FRAGMENT TEKSTU -
◆ ◆ ◆ ◆

Netflix szuka przedstawicielki mniejszości etnicznej do "Wiedźmina". Chodzi o Ciri

Amerykańskim Geraltem został Henry Cavill. Teraz pojawiła się sugestia, że w roli Ciri nie zobaczymy białej aktorki.

Netflix szuka przedstawicielki mniejszości etnicznej do "Wiedźmina". Chodzi o Ciri
Źródło zdjęć: © Filmpolski.pl

08.09.2018 | aktual.: 08.09.2018 15:39

Wiadomość o wyborze Henry'ego Cavilla, kojarzonego głównie z roli Supermana, zelektryzowała fanów "Wiedźmina". Castingi do obsadzenia pozostałych ról cały czas trwają i wygląda na to, że właśnie poznaliśmy szczegóły związane z serialową Ciri. Wszystko dzięki ogłoszeniu zamieszczonemu w sieci, w którym czytamy, że towarzyszkę Geralta ma rzekomo zagrać nastolatka zaliczana do BAME.

BAME to skrót od Black, Asian, Minority Ethnic, czyli odnoszący się do ludzi czarnoskórych, Azjatów i przedstawicieli mniejszości etnicznych.

◆ ◆ ◆ ◆

ZAPISANE DANE -
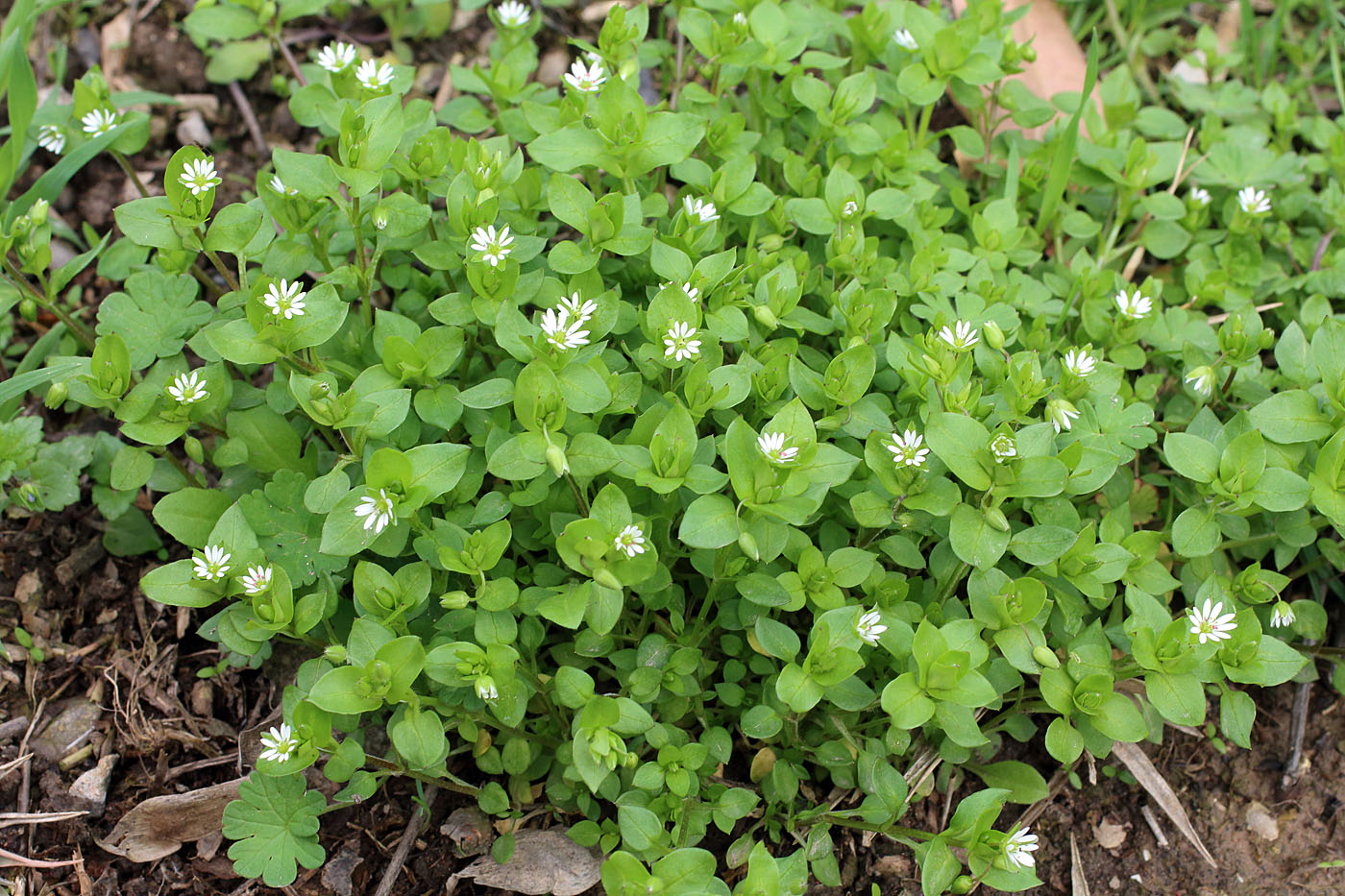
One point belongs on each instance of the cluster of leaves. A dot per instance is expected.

◆ ◆ ◆ ◆

POLECENIE -
Wypisz dosłownie fragment artykułu o obsadzie „Wiedźmina”, zaczynając od słów „08.09.2018 | aktual.: 08.09.2018” i ciągnąc go aż do słów „zaliczana do BAME.” włącznie.

ROZWIĄZANIE -
08.09.2018 | aktual.: 08.09.2018 15:39

Wiadomość o wyborze Henry'ego Cavilla, kojarzonego głównie z roli Supermana, zelektryzowała fanów "Wiedźmina". Castingi do obsadzenia pozostałych ról cały czas trwają i wygląda na to, że właśnie poznaliśmy szczegóły związane z serialową Ciri. Wszystko dzięki ogłoszeniu zamieszczonemu w sieci, w którym czytamy, że towarzyszkę Geralta ma rzekomo zagrać nastolatka zaliczana do BAME.